These records are to be written out exactly as they read, minus the pictures.
[RECORDS PROVIDED Boundary: Start]
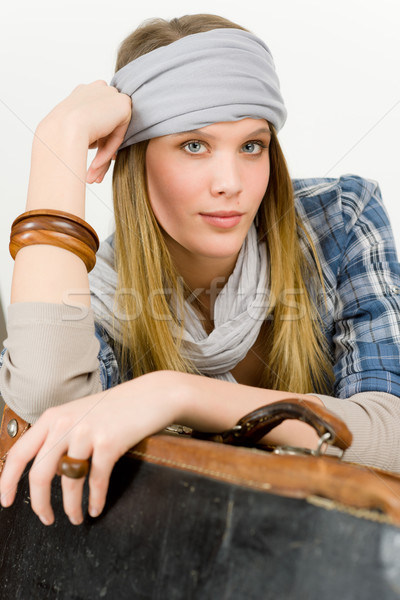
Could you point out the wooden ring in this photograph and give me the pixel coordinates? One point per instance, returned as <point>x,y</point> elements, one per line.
<point>74,468</point>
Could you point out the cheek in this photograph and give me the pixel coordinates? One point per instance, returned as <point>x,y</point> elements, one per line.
<point>169,184</point>
<point>257,179</point>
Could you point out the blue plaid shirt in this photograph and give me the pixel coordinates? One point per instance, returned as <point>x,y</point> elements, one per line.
<point>351,231</point>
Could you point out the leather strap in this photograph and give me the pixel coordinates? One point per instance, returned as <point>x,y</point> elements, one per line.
<point>11,429</point>
<point>307,477</point>
<point>255,425</point>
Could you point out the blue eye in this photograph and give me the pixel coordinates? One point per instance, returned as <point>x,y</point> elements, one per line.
<point>194,147</point>
<point>251,146</point>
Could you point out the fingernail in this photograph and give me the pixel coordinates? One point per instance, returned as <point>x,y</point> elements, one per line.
<point>94,512</point>
<point>4,501</point>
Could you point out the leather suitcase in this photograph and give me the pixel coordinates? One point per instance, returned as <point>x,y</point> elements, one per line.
<point>190,518</point>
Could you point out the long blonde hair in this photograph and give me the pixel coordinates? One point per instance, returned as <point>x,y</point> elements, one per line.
<point>150,290</point>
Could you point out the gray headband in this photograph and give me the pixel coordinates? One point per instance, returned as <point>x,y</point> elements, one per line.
<point>211,77</point>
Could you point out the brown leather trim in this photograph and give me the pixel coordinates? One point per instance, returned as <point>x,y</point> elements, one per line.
<point>294,476</point>
<point>251,428</point>
<point>6,440</point>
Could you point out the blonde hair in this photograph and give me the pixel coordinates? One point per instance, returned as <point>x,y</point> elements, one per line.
<point>150,290</point>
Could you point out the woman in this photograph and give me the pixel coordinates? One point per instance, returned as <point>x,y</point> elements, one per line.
<point>220,266</point>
[RECORDS PROVIDED Boundary: End]
SOLUTION TO THE PROBLEM
Could you point out the wooden ring in this photograph and give me the pixel coordinates? One point per instance, returned as <point>x,y</point> elements, one per line.
<point>74,468</point>
Could you point out the cheek in this photograph and give me the pixel coordinates? One point per instance, returned as <point>x,y</point> elements, one per line.
<point>169,184</point>
<point>257,179</point>
Could you point out the blue plaid shirt in this photograph and give me the pixel coordinates? One point per instance, returned as <point>x,y</point> elements, one per line.
<point>351,231</point>
Could you point out the leather strap in this photograph and give me the pixel coordinates? One point per instance, returned as <point>x,y</point> elements, one per line.
<point>11,429</point>
<point>307,477</point>
<point>255,425</point>
Could you point out the blue eye in this photograph and give me the pixel coordinates? One point per instance, returned as <point>x,y</point> elements, one per line.
<point>194,147</point>
<point>251,146</point>
Could you point out the fingernail in this photograph and give me the pixel coordinates? One point per instance, returned as <point>x,y</point> elements, one per line.
<point>94,512</point>
<point>4,501</point>
Could you point out the leather suitcase in this photograph and give me the pixel coordinates? One point per instance, returned as <point>x,y</point> elements, one per line.
<point>190,518</point>
Could you point out the long blonde hair in this photograph and give me the pixel coordinates? One point per instance, returned as <point>x,y</point> elements, one per line.
<point>150,290</point>
Could you point out the gray headband in this photograph and give me the pixel coordinates? One point per instance, returned as <point>x,y</point> elements, one per line.
<point>211,77</point>
Could you point out the brown leather trim in this photograph and give me the pixel coordinates? One point per instance, returned as <point>x,y</point> elements, one per line.
<point>294,476</point>
<point>251,428</point>
<point>6,440</point>
Could you point out the blonde hair in this photograph and give me the pixel coordinates? One point per instance, returned as <point>x,y</point> elements, one per line.
<point>150,290</point>
Could you point out the woman in this photograph and give me the pixel coordinates? One point per instance, returned as <point>x,y</point> elements, one per line.
<point>220,266</point>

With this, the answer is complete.